Would Unicode (UTF-8 or UTF-16) improve the situation? Can someone explain in layman terms if and w

	Bottom Previous Topic Next Topic
Register To Post

(1) 2 »

LiveForIt

Posted on: 2014/3/4 12:41 #1

Home away from home

@Amigo1

It's a bit off topic, so I start a new thread.

Quote:

Would Unicode (UTF-8 or UTF-16) improve the situation?

Yes because:

* People like me want need to reinvent the wheel, to do some thing that takes 2 sec to do in .net, on windows.

UTF8 vs ASCII,

* display text string of any language correct even if your from a different nationality and use different language.

* Preserve the correct Symbols.

* Possibly improve support of Asian languages and Klingon.

Quote:

Can someone explain in layman terms if and why it would be difficult to make the whole OS use Unicode?

I think that's going to take a lot of time and beta testing to make the whole OS, UTF8 friendly. Besides the lack of any improvement on supporting UTF8 in the OS sens 2004, I do not have high hopes.

Well there are some parts of the OS that has support for it, I believe Reaction, but that high level GUI toolkit, the low level stuff that is missing.

In UTF8 you need to decode and encode the string, etch symbol in the string has variable length it can take one or more bytes. This effects the way you change a string, find the length, convert upper and lowercase and so on.

To display a UTF8 string you can't simply convert it to ASCII, as some data might be lost, because ASCII format can not contain more then one language, while in UTF8 format all symbols have unique values (no language barrier)

First step is to provided a way to encode/decode/read/change symbols.
Then the OS will need a routine to display UTF8 and maybe other encodings.

There are possibly different ways UTF8 can integrated into the OS, for example you might add new method into Graphic.library, or you might extend Struct RastPort whit Encode parameter, extending the RastPort structure might have unknown side affects as application some time Init the structure.

☆ ☆ ☆ ☆ ☆

### Exercise tasks
1. In the forum thread, what is named as the first step toward using UTF8?
2. Rewrite the entries from their first line through the line holding "119L125 121L130 122L130", inclusive, with "shrub" replaced by "bush" and everything else unchanged. Omit the pictures.
The forum thread and the entries below are unrelated material.

☆ ☆ ☆ ☆ ☆

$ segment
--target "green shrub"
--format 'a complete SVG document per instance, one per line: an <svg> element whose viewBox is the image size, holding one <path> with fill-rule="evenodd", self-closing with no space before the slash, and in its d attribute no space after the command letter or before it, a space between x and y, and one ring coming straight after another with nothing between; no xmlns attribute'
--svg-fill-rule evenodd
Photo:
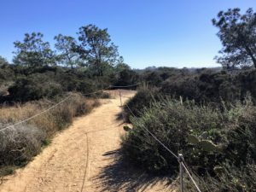
<svg viewBox="0 0 256 192"><path fill-rule="evenodd" d="M246 102L224 106L222 111L189 101L166 98L154 102L140 117L131 118L133 129L122 142L124 158L148 172L177 172L176 158L145 131L147 128L176 154L182 153L189 167L206 182L212 179L222 183L230 177L236 178L237 175L220 177L217 172L230 167L245 176L241 167L256 162L256 108ZM255 175L255 167L250 174ZM242 191L241 185L253 187L252 179L238 178L241 182L234 185L234 191ZM231 183L222 183L221 191L230 186Z"/></svg>
<svg viewBox="0 0 256 192"><path fill-rule="evenodd" d="M125 119L125 121L130 122L130 119L132 116L132 113L136 116L140 116L141 112L144 108L148 108L154 101L159 100L160 96L159 95L156 88L149 88L147 85L143 85L137 90L137 93L127 102L124 106Z"/></svg>

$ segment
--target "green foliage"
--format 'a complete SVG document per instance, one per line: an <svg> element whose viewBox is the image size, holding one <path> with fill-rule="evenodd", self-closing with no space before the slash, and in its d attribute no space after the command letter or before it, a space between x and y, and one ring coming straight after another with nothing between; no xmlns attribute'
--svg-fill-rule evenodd
<svg viewBox="0 0 256 192"><path fill-rule="evenodd" d="M182 153L193 171L203 178L202 183L214 180L221 183L220 191L230 186L234 186L231 191L247 191L239 189L243 185L245 189L253 189L251 179L239 177L237 184L231 184L227 180L237 175L224 172L235 167L245 176L241 167L249 166L248 162L255 163L256 108L247 101L245 104L227 106L218 110L189 101L166 98L153 102L144 108L140 117L131 118L133 128L122 143L124 158L148 172L172 175L177 172L176 158L145 131L147 128L175 154ZM253 170L247 174L255 176ZM213 186L204 189L218 191Z"/></svg>
<svg viewBox="0 0 256 192"><path fill-rule="evenodd" d="M158 90L154 88L149 88L148 85L142 85L137 93L127 102L127 105L124 106L125 118L127 122L130 122L131 117L134 115L140 116L141 112L144 108L151 105L152 102L160 99ZM131 113L132 111L133 114Z"/></svg>
<svg viewBox="0 0 256 192"><path fill-rule="evenodd" d="M76 48L77 52L87 61L87 66L96 75L102 76L106 66L113 66L119 55L117 46L111 42L108 29L88 25L80 27L78 34L80 44Z"/></svg>
<svg viewBox="0 0 256 192"><path fill-rule="evenodd" d="M55 37L55 40L56 41L55 47L59 53L57 60L61 65L71 67L71 68L83 66L83 61L79 58L79 55L75 52L77 42L74 38L59 34Z"/></svg>
<svg viewBox="0 0 256 192"><path fill-rule="evenodd" d="M0 55L0 67L3 67L8 64L9 63L8 63L7 60Z"/></svg>
<svg viewBox="0 0 256 192"><path fill-rule="evenodd" d="M198 103L219 105L222 101L243 101L250 94L256 101L256 70L237 73L202 70L198 73L172 76L162 83L161 92L195 100Z"/></svg>
<svg viewBox="0 0 256 192"><path fill-rule="evenodd" d="M212 23L219 29L218 36L224 46L220 51L223 55L217 61L228 69L252 65L256 67L256 13L253 9L245 15L241 15L240 9L220 11Z"/></svg>
<svg viewBox="0 0 256 192"><path fill-rule="evenodd" d="M50 49L49 44L42 40L43 37L40 32L26 33L23 42L15 42L15 64L26 67L55 65L54 52Z"/></svg>

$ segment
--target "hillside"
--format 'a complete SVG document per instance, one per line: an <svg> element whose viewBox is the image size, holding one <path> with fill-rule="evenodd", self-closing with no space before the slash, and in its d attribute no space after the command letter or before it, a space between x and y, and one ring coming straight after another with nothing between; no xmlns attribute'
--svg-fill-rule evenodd
<svg viewBox="0 0 256 192"><path fill-rule="evenodd" d="M119 92L111 93L116 96L102 100L101 107L78 118L27 166L3 177L0 191L170 191L163 183L114 161L124 125L118 119ZM125 90L123 99L133 95Z"/></svg>

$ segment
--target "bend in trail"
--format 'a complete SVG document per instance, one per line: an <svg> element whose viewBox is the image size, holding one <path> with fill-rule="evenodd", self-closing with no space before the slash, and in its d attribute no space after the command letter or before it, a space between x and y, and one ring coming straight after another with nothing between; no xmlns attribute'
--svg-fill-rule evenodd
<svg viewBox="0 0 256 192"><path fill-rule="evenodd" d="M78 118L25 168L8 176L1 192L170 191L166 181L150 178L116 161L123 134L119 92ZM123 101L134 95L122 91Z"/></svg>

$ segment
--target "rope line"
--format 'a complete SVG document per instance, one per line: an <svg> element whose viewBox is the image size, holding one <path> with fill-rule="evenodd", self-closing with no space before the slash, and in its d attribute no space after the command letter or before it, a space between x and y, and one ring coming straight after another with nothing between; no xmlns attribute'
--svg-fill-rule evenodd
<svg viewBox="0 0 256 192"><path fill-rule="evenodd" d="M129 106L127 105L127 103L125 103L125 106L127 107L127 108L129 109L129 111L131 113L131 114L135 117L136 115L133 113L133 112L131 110L131 108L129 108ZM145 126L143 126L143 128L144 130L147 131L147 132L148 132L159 143L160 143L168 152L170 152L176 159L178 160L178 156L176 155L170 148L168 148L161 141L160 141L151 131L149 131ZM196 189L198 190L198 192L201 192L201 189L199 189L196 182L195 181L195 179L193 178L192 175L190 174L190 172L189 172L187 166L185 166L185 164L181 161L181 165L184 167L186 172L188 173L189 178L191 179L191 181L193 182L193 183L195 184Z"/></svg>
<svg viewBox="0 0 256 192"><path fill-rule="evenodd" d="M125 103L125 106L128 108L129 111L131 113L131 114L136 118L133 112L131 110L127 103ZM160 145L162 145L168 152L170 152L176 159L178 159L177 155L176 155L170 148L168 148L161 141L160 141L149 130L148 130L146 127L143 126L144 130L147 131Z"/></svg>
<svg viewBox="0 0 256 192"><path fill-rule="evenodd" d="M137 85L137 84L131 84L131 85L128 85L128 86L131 86L131 86L135 86L135 85ZM110 87L116 87L116 86L109 85L109 86L108 86L108 87L105 88L105 89L99 90L96 90L96 91L94 91L94 92L90 92L90 93L81 94L81 95L82 95L82 96L89 96L89 95L92 95L92 94L95 94L95 93L97 93L97 92L101 92L101 91L106 90L108 90L108 88L110 88ZM61 104L62 102L66 102L67 99L69 99L69 98L72 97L72 96L73 96L70 95L70 96L67 96L65 99L61 100L60 102L58 102L58 103L56 103L55 105L54 105L54 106L52 106L52 107L50 107L50 108L45 109L45 110L43 111L43 112L40 112L39 113L37 113L37 114L35 114L35 115L32 115L32 117L29 117L29 118L27 118L27 119L24 119L24 120L21 120L21 121L20 121L20 122L18 122L18 123L16 123L16 124L10 125L8 125L8 126L6 126L6 127L3 127L3 128L0 129L0 131L5 131L5 130L7 130L7 129L14 128L14 126L16 126L16 125L20 125L20 124L22 124L22 123L25 123L25 122L26 122L26 121L32 119L34 119L34 118L36 118L36 117L38 117L38 116L40 116L40 115L42 115L42 114L44 114L44 113L46 113L47 112L49 112L49 110L55 108L57 107L57 106L59 106L59 105Z"/></svg>
<svg viewBox="0 0 256 192"><path fill-rule="evenodd" d="M196 189L199 191L199 192L201 192L201 189L199 189L197 183L195 183L195 179L193 178L192 175L190 174L190 172L189 172L187 166L185 166L185 164L183 162L181 162L183 167L185 169L186 172L188 173L189 178L191 179L191 181L193 182L193 183L195 184Z"/></svg>
<svg viewBox="0 0 256 192"><path fill-rule="evenodd" d="M124 85L124 86L110 86L111 88L125 88L125 87L135 87L141 84L131 84L131 85Z"/></svg>
<svg viewBox="0 0 256 192"><path fill-rule="evenodd" d="M71 96L67 96L65 99L63 99L63 100L61 101L60 102L56 103L55 105L54 105L54 106L52 106L52 107L47 108L46 110L44 110L44 111L43 111L43 112L41 112L41 113L37 113L37 114L35 114L35 115L33 115L33 116L32 116L32 117L30 117L30 118L27 118L27 119L24 119L24 120L21 120L21 121L20 121L20 122L18 122L18 123L16 123L16 124L14 124L14 125L8 125L8 126L6 126L6 127L1 129L0 131L3 131L4 130L13 128L13 127L15 126L15 125L20 125L20 124L25 123L25 122L26 122L26 121L32 119L34 119L34 118L38 117L38 116L39 116L39 115L42 115L42 114L44 114L44 113L49 112L49 110L55 108L55 107L59 106L59 105L61 104L62 102L66 102L66 101L67 101L67 99L69 99Z"/></svg>

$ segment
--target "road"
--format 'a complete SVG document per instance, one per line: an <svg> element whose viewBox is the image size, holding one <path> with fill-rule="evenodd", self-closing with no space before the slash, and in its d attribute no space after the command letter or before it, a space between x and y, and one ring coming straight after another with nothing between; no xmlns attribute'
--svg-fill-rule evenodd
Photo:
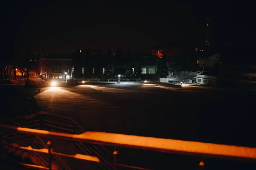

☆ ☆ ☆ ☆ ☆

### Correct answers
1. Providing a way to encode, decode, read, and change symbols.

2.
$ segment
--target "green bush"
--format 'a complete SVG document per instance, one per line: an <svg> element whose viewBox is the image size, holding one <path> with fill-rule="evenodd", self-closing with no space before the slash, and in its d attribute no space after the command letter or before it, a space between x and y, and one ring coming straight after another with nothing between; no xmlns attribute'
--svg-fill-rule evenodd
Photo:
<svg viewBox="0 0 256 192"><path fill-rule="evenodd" d="M246 102L224 106L222 111L189 101L166 98L154 102L140 117L131 118L133 129L122 142L124 158L148 172L177 172L176 158L145 131L147 128L176 154L182 153L189 167L206 182L212 179L222 183L230 177L236 178L237 175L220 177L217 172L230 167L245 176L241 167L256 162L256 108ZM255 175L255 167L250 174ZM242 191L241 185L253 187L252 179L238 178L241 182L234 185L234 191ZM231 183L222 183L221 191L230 186Z"/></svg>
<svg viewBox="0 0 256 192"><path fill-rule="evenodd" d="M125 119L125 121L130 122L130 119L132 116L132 113L136 116L140 116L141 112L144 108L148 108L154 101L159 100L160 96L159 95L156 88L149 88L147 85L143 85L137 90L137 93L127 102L124 106Z"/></svg>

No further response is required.